WHAT YOU HAVE TO DO:
Retype the tail of the data exactly, starting at the line containing "tablecloth in the photo above." and stopping at the last line.

(Position identification records)
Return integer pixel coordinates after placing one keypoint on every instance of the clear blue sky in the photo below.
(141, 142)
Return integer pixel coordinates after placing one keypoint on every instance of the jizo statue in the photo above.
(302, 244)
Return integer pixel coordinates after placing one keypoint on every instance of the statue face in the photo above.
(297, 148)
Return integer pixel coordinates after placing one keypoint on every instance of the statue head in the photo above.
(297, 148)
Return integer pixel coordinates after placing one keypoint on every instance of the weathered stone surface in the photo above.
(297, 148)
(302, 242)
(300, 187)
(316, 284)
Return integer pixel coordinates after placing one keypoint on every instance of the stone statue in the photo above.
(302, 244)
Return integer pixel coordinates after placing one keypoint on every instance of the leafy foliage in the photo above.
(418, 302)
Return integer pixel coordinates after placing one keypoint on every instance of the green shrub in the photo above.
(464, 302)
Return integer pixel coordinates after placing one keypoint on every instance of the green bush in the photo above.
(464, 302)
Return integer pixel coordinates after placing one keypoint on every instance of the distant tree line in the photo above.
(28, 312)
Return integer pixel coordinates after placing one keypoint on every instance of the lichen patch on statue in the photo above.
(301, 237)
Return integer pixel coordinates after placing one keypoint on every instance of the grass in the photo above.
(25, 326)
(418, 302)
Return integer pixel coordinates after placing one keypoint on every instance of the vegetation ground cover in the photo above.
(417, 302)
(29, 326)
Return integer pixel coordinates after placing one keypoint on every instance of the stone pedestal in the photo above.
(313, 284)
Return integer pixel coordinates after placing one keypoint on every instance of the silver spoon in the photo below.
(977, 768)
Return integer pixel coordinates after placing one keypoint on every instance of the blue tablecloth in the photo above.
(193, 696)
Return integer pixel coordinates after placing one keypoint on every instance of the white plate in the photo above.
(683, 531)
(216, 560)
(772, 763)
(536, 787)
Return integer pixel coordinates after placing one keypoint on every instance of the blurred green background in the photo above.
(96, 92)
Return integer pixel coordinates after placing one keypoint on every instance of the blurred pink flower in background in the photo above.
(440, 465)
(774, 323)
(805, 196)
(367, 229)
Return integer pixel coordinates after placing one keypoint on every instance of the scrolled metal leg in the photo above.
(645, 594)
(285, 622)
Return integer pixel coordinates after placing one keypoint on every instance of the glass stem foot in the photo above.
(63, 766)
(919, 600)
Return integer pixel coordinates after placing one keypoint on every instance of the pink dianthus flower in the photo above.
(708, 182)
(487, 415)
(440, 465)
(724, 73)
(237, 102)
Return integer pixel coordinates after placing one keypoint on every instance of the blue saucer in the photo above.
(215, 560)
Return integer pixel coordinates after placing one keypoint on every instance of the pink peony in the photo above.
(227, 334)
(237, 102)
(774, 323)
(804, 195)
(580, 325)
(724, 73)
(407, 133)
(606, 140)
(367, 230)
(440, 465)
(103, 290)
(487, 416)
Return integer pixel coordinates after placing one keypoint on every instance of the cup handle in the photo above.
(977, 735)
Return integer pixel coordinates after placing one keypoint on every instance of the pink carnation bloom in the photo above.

EXERCISE SOLUTION:
Return integer pixel coordinates after placing one keypoint on every instance of the blue tablecloth in the photo above.
(193, 696)
Return integer pixel coordinates after placing one keypoint on every instance of the white plate in the photo above.
(683, 531)
(216, 560)
(772, 763)
(536, 787)
Return integer pixel coordinates after placing one keypoint on every instance of the blurred green background in the photo above.
(96, 92)
Return integer pixel coordinates after placing one keypoint on every instance of the blurred pink flower in background in the photo above.
(440, 465)
(774, 323)
(805, 196)
(367, 229)
Return integer pixel coordinates after placing one keypoint on every instance of the scrolled metal leg in the photo above.
(645, 594)
(285, 622)
Return integer pixel coordinates after placing one keypoint on every instance of the glass stem foot in the photo above.
(63, 766)
(919, 600)
Return integer pixel coordinates after placing one keypoint on every instance of the pink dianthus flower in the photo above.
(708, 182)
(487, 415)
(440, 465)
(724, 73)
(237, 102)
Return integer pixel coordinates after placing one keypoint on every instance of the blue saucer in the photo above.
(215, 560)
Return integer pixel coordinates after placing one keypoint on every instance of the pink peony in the photo above.
(227, 334)
(237, 102)
(774, 323)
(804, 195)
(580, 325)
(724, 73)
(407, 133)
(606, 140)
(367, 230)
(440, 465)
(103, 290)
(487, 416)
Return integer pixel coordinates after placing one keypoint on every instance of the cup handle in the photo above.
(977, 735)
Return integer pixel coordinates after placing one keypoint on every instance of the pink carnation bloom in the photo above.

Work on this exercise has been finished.